Exercise set ::
[a] Answer these questions from the book notes, one line each:
(i) In what town is Four Dogs Missing set?
(ii) What is the original name of Even the Darkest Night?
(iii) In what year did the Spanish Civil War finish?
[b] Summarize the book notes in two sentences.
[c] Carry on the book notes about the two crime novels, picking up right after their last sentence.

(Passage to read)

Four Dogs Missing by Rhys Gard, set in the wine-growing town of Mudgee in the Hunter.
Oliver Wingfield is a maverick winemaker specialising in experimental wines. His identical twin brother, Theo, comes to visit him after 15 years, but is murdered on his first night.
It’s a rattling yarn, even though I’m not particularly taken with the ending.
Now onto Even the Darkest Night by Javier Cercas, the first of the Terra Alta series, set in the province of Tarragona in south eastern Catalonia. The novel starts with the hero, Melchor Marín, a detective called to the torture-murder of Gandesa’s richest couple. The original name of the book is Terra Alta (High Country in Catalan) and the name of the region. Not sure why they renamed it.
Finished it just now…7 days later. The story hinges around the Spanish Civil War, which finished so long ago (1939) that few participants survive.
Melchor was sent to Terra Alta to protect him from Islamist cells, after he was the officer who killed 4 terrorists in Cambrils in the south of Catalonia in the aftermath of the 2017 La Rambla terrorist attack where a guy drove a van 800 metres down La Rambla killing 11 (?) people including a 7-yo Australian boy.

(End Passage to read)
(Source information)

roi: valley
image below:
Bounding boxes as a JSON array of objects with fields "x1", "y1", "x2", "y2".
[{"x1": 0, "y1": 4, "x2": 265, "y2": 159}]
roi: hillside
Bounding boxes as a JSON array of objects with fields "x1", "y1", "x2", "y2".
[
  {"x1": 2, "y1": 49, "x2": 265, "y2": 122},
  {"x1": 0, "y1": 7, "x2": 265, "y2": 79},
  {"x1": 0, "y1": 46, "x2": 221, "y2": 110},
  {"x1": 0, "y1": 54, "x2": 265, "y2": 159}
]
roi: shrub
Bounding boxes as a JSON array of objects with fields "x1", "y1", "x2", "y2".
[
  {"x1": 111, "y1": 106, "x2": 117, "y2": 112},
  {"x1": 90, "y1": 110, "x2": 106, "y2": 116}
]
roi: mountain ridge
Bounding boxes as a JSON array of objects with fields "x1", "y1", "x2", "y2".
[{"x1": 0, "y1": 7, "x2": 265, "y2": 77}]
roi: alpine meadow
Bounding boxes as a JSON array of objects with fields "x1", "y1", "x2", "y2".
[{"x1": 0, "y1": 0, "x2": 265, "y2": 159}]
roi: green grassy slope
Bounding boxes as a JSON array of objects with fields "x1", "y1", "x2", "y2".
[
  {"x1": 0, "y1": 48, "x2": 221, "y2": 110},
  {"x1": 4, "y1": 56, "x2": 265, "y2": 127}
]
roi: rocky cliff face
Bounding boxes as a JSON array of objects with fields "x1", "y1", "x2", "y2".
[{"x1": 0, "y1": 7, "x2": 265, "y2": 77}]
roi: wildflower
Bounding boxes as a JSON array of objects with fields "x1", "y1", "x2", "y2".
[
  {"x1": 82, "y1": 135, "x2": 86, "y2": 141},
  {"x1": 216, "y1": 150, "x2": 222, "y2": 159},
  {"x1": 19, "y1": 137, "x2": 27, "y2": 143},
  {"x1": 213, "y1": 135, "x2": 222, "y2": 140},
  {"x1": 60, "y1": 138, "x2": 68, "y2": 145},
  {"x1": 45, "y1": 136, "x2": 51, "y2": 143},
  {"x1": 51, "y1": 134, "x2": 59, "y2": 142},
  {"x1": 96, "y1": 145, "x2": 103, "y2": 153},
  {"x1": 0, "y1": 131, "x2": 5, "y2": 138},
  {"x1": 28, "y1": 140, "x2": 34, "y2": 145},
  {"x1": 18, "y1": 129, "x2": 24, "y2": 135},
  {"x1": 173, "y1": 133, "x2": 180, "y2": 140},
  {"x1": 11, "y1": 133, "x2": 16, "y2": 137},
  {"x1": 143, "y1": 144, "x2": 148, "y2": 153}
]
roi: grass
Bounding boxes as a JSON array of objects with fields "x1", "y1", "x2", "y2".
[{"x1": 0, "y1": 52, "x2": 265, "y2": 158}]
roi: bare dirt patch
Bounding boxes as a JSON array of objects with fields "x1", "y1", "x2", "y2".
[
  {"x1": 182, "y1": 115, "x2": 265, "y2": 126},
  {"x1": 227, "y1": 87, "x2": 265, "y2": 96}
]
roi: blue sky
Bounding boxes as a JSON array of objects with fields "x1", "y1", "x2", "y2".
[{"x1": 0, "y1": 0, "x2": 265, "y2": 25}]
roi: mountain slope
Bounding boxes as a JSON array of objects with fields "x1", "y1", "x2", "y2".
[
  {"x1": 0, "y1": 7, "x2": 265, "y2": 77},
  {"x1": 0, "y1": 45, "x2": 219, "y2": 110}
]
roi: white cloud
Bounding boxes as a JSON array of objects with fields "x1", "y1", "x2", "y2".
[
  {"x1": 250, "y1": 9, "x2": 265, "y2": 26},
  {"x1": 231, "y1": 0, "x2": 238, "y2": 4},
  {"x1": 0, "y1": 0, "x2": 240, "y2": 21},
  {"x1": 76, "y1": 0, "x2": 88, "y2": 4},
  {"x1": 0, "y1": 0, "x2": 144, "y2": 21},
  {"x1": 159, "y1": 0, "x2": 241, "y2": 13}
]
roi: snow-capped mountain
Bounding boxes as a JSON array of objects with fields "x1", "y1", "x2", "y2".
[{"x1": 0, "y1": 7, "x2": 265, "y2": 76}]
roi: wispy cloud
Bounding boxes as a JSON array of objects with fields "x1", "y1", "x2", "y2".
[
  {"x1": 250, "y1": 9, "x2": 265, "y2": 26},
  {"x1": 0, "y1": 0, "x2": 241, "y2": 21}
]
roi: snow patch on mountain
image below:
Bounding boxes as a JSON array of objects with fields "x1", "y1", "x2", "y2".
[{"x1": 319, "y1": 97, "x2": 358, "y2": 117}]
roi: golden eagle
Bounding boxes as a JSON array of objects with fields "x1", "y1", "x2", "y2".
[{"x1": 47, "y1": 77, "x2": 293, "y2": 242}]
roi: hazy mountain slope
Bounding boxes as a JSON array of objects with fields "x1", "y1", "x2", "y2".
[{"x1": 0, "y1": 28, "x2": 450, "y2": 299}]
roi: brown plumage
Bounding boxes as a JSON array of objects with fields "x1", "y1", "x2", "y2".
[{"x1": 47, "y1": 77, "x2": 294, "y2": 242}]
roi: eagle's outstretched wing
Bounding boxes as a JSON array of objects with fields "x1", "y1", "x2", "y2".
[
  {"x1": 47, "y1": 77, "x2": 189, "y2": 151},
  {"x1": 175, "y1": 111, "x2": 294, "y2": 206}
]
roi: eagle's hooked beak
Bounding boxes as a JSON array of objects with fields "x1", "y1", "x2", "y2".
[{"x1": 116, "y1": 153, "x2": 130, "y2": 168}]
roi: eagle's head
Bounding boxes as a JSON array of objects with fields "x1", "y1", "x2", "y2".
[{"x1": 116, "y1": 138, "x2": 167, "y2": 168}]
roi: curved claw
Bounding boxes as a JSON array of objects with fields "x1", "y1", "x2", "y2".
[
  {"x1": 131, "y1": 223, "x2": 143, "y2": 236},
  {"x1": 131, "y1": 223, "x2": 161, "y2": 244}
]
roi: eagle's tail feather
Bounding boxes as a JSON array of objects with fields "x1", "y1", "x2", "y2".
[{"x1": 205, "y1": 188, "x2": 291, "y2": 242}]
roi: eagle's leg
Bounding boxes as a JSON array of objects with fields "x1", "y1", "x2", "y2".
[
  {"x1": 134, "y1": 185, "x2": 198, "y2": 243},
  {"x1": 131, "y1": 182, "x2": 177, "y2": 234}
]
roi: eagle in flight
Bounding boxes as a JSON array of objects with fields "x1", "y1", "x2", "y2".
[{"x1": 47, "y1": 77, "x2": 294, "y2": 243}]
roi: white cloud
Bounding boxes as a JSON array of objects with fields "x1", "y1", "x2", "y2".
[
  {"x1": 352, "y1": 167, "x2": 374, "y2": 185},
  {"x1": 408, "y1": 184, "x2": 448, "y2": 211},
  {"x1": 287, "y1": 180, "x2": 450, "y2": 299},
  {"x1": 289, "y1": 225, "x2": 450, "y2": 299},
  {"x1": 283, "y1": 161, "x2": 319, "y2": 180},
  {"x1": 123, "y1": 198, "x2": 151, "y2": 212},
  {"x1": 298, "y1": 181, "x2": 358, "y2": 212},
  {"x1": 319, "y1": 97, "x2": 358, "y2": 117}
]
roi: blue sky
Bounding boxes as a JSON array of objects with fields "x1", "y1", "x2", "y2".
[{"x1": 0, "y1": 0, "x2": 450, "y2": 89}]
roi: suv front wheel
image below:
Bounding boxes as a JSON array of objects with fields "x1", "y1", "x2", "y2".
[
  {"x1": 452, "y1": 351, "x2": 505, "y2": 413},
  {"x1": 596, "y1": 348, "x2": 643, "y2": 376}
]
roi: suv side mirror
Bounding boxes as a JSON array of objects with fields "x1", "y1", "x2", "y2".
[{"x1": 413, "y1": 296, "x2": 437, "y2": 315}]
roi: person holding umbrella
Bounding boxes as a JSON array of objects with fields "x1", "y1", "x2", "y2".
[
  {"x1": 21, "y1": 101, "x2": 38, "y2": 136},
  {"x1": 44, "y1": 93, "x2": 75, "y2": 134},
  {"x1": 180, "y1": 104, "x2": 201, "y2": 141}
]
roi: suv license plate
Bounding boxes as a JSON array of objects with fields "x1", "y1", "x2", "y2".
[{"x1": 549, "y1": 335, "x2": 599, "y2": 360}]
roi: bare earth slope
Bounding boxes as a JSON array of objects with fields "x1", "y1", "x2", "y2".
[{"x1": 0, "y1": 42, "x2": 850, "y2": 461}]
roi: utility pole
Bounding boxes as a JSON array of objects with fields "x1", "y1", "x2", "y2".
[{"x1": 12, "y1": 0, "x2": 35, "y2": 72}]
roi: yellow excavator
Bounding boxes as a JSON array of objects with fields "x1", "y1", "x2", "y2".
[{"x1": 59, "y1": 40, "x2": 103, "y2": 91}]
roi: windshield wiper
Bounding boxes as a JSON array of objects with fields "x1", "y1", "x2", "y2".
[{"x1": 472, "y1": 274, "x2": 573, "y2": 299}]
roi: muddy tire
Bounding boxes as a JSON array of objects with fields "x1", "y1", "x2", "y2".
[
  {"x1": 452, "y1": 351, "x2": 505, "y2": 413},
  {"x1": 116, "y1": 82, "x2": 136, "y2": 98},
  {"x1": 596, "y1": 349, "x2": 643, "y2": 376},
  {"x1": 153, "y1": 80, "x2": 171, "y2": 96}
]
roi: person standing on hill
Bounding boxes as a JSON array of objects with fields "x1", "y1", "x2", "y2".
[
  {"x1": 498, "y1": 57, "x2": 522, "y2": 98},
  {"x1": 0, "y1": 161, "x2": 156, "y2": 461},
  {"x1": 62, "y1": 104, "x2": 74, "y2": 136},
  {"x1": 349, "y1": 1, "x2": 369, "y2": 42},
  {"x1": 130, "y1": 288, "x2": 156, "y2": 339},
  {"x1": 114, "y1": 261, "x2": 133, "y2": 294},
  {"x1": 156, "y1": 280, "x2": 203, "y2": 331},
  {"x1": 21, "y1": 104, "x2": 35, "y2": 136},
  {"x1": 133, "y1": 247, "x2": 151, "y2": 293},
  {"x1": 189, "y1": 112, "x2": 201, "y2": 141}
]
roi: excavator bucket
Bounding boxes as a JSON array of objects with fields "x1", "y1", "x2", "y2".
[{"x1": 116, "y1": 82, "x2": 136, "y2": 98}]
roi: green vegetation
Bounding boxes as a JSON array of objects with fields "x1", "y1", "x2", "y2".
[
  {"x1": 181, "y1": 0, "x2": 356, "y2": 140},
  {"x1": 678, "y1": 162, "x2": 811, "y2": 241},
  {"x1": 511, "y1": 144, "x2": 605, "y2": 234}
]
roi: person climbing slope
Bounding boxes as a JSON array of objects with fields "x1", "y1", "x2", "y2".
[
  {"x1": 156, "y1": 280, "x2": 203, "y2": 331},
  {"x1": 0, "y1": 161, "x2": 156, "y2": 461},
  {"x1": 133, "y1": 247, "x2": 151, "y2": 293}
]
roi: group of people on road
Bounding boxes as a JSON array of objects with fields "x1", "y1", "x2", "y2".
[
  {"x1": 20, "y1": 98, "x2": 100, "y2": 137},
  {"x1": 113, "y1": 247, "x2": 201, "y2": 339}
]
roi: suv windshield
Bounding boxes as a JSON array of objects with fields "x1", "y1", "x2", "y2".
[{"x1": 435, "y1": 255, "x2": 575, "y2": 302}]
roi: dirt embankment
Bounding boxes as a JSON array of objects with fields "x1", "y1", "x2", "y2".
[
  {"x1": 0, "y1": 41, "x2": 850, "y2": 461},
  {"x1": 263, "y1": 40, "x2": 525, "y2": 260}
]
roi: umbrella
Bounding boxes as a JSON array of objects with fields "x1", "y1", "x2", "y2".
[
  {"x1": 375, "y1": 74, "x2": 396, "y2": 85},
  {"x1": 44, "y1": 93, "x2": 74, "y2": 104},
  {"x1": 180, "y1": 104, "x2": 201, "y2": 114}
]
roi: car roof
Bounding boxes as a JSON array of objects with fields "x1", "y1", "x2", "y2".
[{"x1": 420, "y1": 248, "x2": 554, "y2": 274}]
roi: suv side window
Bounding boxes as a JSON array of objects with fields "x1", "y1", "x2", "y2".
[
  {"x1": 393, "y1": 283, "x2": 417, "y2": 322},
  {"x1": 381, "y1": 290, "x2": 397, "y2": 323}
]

(End Source information)

Your responses ::
[a]
(i) Mudgee, a wine-growing town in the Hunter.
(ii) Terra Alta.
(iii) 1939.

[b] The book notes first cover Four Dogs Missing by Rhys Gard, set in Mudgee, in which winemaker Oliver Wingfield's identical twin brother Theo visits after 15 years and is murdered on his first night; the writer calls it a rattling yarn but is not taken with the ending. They then turn to Even the Darkest Night by Javier Cercas, the first Terra Alta novel, in which detective Melchor Marín is called to the torture-murder of Gandesa's richest couple in a story that hinges on the Spanish Civil War, after being sent to Terra Alta for protection from Islamist cells for killing four terrorists in Cambrils.

[c]
There’s a doco series called 800 Metres on Netflix detailing the whole incident. I only remembered the La Rambla bit, but it was planning as a bombing attack, but things went haywire and one guy decided to improvise. The members of the cell then fled to Cambrils where they committed another attack and were killed…not by Melchor of course, but a police officer, possibly belonging to Mossos d’Esquadra, the Catalan police force. There’s a bit of an indication as to why the Civil War was so bitter because there were appalling people on both sides. For example, Stalin’s help constituted him sending agents to Spain and murdering Spanish Communists because they weren’t Stalinist. But really, the Church was at the centre of it all…the Republicans wanting its influence destroyed, and Franco’s lot, the Nationalists, wanting it maintained.
It’s a good read, but I’ll get back to the Australian stuff before reading the sequel.